## Exercise directions
Return each line of the rows below that contains the string "bouquet", matching case exactly.

Records from a point labeling set:
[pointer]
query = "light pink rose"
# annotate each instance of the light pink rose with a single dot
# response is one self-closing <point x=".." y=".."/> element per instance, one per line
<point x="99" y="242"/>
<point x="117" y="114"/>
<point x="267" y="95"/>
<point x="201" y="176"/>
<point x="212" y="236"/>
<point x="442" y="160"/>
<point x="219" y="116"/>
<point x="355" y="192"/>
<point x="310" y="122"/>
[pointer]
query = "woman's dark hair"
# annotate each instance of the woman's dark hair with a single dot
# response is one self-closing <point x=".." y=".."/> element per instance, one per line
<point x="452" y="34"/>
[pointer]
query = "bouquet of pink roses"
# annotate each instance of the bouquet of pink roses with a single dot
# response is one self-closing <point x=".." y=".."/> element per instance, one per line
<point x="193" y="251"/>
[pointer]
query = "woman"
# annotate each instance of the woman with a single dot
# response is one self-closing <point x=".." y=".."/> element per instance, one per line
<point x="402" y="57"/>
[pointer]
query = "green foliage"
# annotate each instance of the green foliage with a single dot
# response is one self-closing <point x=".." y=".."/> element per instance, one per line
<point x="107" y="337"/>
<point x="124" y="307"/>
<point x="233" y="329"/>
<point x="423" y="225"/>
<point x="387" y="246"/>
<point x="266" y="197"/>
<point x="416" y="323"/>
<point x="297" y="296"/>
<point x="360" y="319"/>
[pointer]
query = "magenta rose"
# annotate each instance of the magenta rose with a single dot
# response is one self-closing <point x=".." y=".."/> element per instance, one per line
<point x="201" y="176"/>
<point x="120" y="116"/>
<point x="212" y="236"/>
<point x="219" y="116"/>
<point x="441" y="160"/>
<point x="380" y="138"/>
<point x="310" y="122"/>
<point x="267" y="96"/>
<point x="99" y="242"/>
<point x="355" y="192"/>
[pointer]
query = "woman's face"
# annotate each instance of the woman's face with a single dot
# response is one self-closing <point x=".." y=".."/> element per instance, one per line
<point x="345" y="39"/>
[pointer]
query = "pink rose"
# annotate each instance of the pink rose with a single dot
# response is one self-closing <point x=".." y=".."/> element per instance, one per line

## Answer to this task
query = "bouquet of pink roses"
# annotate each instance of the bouquet of pink roses with a single dot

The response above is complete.